* start Data entries *
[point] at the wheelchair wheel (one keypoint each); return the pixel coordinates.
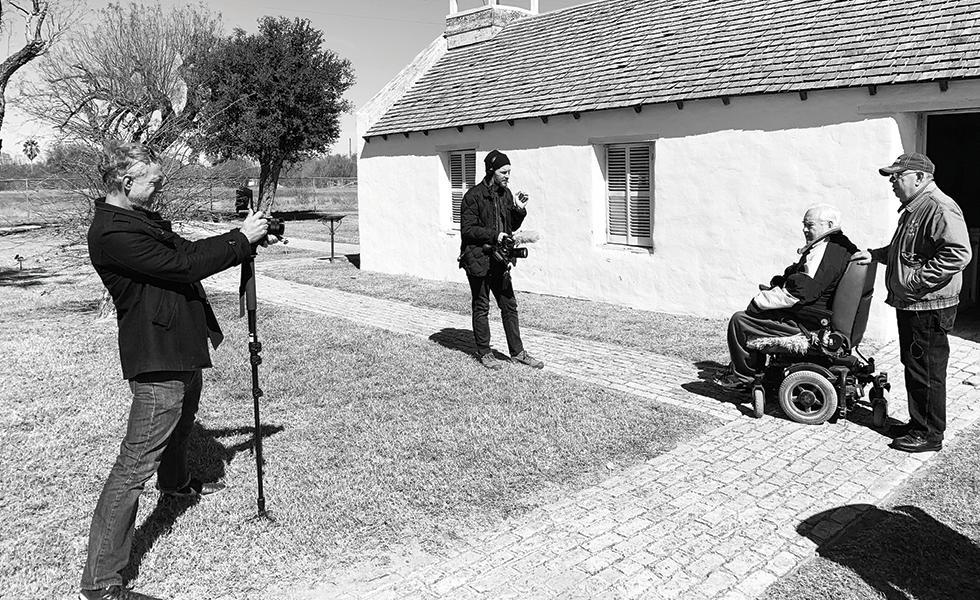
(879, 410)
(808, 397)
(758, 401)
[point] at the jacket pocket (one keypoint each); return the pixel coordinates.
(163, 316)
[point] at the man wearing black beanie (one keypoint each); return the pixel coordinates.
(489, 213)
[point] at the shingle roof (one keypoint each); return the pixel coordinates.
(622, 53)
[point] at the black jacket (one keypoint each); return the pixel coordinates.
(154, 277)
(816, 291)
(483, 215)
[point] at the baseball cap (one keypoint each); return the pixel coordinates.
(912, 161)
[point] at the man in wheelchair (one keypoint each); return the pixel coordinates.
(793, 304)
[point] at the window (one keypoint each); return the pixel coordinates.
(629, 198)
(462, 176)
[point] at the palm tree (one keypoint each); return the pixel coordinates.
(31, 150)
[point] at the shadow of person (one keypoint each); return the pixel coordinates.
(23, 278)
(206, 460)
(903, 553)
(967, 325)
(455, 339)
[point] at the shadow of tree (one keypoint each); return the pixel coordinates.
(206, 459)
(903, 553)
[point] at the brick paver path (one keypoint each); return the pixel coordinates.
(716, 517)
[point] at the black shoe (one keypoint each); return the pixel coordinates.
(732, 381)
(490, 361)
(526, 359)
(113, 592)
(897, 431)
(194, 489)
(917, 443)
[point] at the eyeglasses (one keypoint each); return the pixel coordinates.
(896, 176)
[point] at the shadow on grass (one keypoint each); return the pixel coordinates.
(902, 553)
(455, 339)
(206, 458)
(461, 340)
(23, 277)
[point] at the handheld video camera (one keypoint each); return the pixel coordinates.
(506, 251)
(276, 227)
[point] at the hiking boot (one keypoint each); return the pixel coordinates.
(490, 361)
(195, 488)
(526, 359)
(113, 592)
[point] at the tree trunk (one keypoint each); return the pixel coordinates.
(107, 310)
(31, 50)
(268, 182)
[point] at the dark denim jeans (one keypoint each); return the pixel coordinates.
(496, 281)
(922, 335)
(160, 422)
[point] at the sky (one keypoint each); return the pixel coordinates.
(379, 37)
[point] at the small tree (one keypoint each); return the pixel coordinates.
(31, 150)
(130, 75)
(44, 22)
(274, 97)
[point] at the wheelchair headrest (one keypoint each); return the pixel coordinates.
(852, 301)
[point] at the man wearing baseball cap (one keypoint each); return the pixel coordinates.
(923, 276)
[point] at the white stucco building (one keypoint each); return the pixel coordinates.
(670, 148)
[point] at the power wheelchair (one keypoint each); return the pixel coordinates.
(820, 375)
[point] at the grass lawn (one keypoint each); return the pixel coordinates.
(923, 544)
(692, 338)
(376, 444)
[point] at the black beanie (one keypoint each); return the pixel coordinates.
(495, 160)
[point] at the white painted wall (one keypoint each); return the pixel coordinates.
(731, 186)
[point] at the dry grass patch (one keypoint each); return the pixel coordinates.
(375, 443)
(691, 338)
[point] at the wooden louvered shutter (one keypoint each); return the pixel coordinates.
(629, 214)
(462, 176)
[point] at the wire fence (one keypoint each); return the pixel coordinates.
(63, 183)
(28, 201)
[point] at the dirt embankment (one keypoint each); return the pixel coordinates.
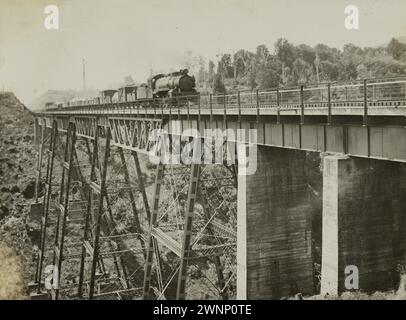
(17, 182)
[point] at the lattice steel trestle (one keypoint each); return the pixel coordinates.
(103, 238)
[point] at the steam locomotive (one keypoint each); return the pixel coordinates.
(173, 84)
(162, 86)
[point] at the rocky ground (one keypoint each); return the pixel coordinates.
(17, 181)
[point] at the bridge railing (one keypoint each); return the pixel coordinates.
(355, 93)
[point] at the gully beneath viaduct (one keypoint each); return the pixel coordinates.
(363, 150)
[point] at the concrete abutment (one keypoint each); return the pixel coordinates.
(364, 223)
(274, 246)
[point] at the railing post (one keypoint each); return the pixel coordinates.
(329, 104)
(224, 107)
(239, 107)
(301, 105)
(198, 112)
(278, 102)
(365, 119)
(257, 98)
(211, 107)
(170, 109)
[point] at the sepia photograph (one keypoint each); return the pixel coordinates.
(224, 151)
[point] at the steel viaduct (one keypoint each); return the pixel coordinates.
* end Data entries *
(Exercise goal) Take the line that contains "[point] at the sky" and every line after it up to the end of the records above, and restate them exactly, without the pictures.

(Task result)
[point] at the sky (one keypoint each); return the pixel coordinates.
(379, 37)
[point] at the small tree (one keypoint each); return the pixel coordinates.
(31, 150)
(130, 75)
(44, 22)
(274, 97)
[point] at the wheelchair headrest (one keypoint each); return the pixel coordinates.
(852, 301)
[point] at the man wearing baseball cap (one keypoint each); return the pixel coordinates.
(923, 276)
[point] at the white stucco building (one keypoint each); return the pixel coordinates.
(670, 148)
[point] at the power wheelchair (one keypoint each); return the pixel coordinates.
(820, 375)
[point] at the grass lawn (one keypoint each); return the pixel coordinates.
(923, 544)
(692, 338)
(376, 444)
[point] at the black beanie (one keypoint each); return the pixel coordinates.
(495, 160)
[point] at the white painted wall (one keypoint each); return the pixel coordinates.
(731, 186)
[point] at the dry grass patch (one keypoint each); return the pixel coordinates.
(375, 443)
(691, 338)
[point] at the wooden louvered shutter (one keypoint each); return the pixel coordinates.
(629, 214)
(462, 176)
[point] at the wire fence (one keypoint each); return the pixel coordinates.
(63, 183)
(28, 201)
[point] at the dirt embankment (one keypoint each); return the pixel coordinates.
(17, 182)
[point] at the lattice steel trestle (one keypoint each); return the pixel coordinates.
(103, 238)
[point] at the steam locomotive (one keypoint each); return the pixel coordinates.
(173, 84)
(162, 86)
[point] at the rocky ground (one keypoint each); return the pixel coordinates.
(17, 181)
[point] at the bridge railing (one keypoint each); return the pixel coordinates.
(355, 93)
[point] at the gully beneath viaduct (one keypoint each); return the pixel coordinates.
(363, 150)
[point] at the concrete abutment (one keypoint each); return the pixel coordinates.
(364, 223)
(274, 246)
[point] at the railing post (one keypoint each); return the pixel coordinates.
(329, 104)
(224, 107)
(239, 107)
(301, 105)
(198, 112)
(278, 102)
(365, 119)
(257, 98)
(211, 107)
(170, 109)
[point] at the sepia photograph (one keypoint each); return the pixel coordinates.
(224, 151)
[point] at the steel viaduct (one keypoint each); return the pixel coordinates.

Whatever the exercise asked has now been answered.